Repeat word for word everything from the line containing "Where can you see the silver" to the end of the listing, first and last lines included, and only that.

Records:
## start
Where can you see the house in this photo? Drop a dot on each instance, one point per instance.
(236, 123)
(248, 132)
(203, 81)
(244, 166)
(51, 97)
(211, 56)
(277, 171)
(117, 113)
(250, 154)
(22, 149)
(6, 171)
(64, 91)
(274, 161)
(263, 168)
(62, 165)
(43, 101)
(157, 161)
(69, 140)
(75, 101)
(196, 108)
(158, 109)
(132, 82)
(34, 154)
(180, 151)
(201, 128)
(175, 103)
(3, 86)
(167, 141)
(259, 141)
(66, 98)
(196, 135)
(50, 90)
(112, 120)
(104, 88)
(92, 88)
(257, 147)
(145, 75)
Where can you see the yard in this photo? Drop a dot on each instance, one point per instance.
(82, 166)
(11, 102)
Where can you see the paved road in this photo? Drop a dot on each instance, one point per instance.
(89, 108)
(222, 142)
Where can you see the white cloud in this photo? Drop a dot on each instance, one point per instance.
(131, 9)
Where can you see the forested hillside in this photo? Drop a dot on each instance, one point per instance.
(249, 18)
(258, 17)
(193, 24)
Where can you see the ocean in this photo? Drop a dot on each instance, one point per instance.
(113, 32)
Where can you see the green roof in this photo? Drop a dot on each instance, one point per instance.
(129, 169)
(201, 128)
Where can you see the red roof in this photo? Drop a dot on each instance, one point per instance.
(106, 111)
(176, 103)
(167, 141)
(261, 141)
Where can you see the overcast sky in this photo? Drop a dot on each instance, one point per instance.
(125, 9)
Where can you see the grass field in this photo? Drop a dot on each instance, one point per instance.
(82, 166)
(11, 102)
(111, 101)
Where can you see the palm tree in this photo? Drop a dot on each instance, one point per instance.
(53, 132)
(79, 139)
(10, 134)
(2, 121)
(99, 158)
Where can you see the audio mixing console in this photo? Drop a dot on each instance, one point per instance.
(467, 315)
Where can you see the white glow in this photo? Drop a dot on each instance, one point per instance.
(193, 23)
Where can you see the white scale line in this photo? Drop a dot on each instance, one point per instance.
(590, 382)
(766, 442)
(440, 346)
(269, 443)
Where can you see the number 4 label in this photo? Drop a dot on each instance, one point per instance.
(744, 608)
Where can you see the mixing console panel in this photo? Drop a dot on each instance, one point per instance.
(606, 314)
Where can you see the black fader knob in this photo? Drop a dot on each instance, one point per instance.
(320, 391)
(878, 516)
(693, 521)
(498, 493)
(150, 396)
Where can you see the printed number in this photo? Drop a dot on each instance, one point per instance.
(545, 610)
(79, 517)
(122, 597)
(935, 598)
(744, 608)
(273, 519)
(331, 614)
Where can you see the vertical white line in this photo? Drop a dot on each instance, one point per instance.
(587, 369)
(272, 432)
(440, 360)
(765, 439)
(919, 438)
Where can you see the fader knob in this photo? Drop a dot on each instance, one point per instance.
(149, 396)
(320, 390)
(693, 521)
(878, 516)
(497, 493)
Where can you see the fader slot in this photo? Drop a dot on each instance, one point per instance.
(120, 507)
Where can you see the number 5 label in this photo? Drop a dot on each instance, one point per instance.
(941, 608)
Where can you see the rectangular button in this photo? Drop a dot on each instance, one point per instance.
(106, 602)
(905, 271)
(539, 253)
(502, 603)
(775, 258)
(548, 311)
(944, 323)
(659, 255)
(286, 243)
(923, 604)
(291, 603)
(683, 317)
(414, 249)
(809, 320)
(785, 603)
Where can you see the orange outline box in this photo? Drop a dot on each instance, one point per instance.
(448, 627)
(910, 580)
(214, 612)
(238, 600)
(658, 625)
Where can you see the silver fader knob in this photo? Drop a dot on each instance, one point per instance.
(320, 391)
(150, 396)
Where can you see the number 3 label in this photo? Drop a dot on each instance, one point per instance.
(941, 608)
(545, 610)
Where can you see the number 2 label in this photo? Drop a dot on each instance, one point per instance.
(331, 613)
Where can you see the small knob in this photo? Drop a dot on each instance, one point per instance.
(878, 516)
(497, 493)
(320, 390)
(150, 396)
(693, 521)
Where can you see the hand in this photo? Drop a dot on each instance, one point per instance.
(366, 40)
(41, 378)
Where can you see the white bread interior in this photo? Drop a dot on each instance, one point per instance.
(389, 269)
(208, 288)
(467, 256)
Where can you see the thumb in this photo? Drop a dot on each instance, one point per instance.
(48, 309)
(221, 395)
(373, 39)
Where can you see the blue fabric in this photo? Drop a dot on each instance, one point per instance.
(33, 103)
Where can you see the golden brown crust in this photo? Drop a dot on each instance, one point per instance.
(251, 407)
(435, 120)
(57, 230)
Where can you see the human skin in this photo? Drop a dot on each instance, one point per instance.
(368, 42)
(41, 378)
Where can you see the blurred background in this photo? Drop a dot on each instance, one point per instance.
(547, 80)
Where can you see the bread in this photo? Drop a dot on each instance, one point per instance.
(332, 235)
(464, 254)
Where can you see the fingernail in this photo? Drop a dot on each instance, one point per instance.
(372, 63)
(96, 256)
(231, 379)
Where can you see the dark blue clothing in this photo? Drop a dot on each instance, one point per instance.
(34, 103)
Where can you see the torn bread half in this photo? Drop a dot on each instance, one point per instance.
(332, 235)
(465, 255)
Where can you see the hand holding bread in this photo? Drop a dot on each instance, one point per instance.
## end
PROBLEM SOLUTION:
Where can you see the silver fader knob in this photo? Drop a dot on each instance, one point per instance.
(320, 391)
(150, 396)
Where can you see the number 3 label in this photo? Drop a dot on each instance, one point per instance.
(941, 608)
(545, 610)
Where can you see the number 2 label in this photo? Drop a dot on each instance, one point per instance.
(331, 613)
Where can you see the small knob in this photo? Drop a dot on each instance, one point per instance.
(878, 516)
(497, 493)
(320, 390)
(150, 396)
(693, 521)
Where can you see the hand in this photo? Drop a dot on each instance, one point per instance.
(366, 40)
(41, 378)
Where can you see the white bread interior in this photo? Drop a dot on each instance, one point per instance.
(389, 269)
(208, 288)
(467, 256)
Where can you see the thumb in this photo? Drop a dot on each instance, one point per instance.
(48, 309)
(221, 395)
(373, 39)
Where can you see the blue fabric in this photo? Drop a dot on each instance, one point per instance.
(33, 103)
Where can you see the golden brown crust in this photo? Drop a dot on each instance, one point per instance.
(251, 407)
(435, 120)
(57, 230)
Where can you see the human skin in this photo? Drop a dot on each instance, one point per instance.
(368, 42)
(41, 378)
Where can you see the blurred background in this photo? Drop a dot on each instance, one point per instance.
(547, 80)
Where can you see the bread in this photo? Drop a dot on each instance, one point per instance.
(332, 235)
(464, 254)
Where can you see the fingernail in this photo? Drop a dot on each instance, one point per instance.
(372, 63)
(96, 256)
(231, 379)
Where can you see the dark blue clothing in this photo? Drop a dot on each instance, one point per instance.
(34, 103)
Where can you see the torn bread half in this photo? Drop a dot on each instance, one point per instance.
(332, 235)
(465, 255)
Where can you see the hand holding bread in this photo? Drop a dot on each instance, one point per instance.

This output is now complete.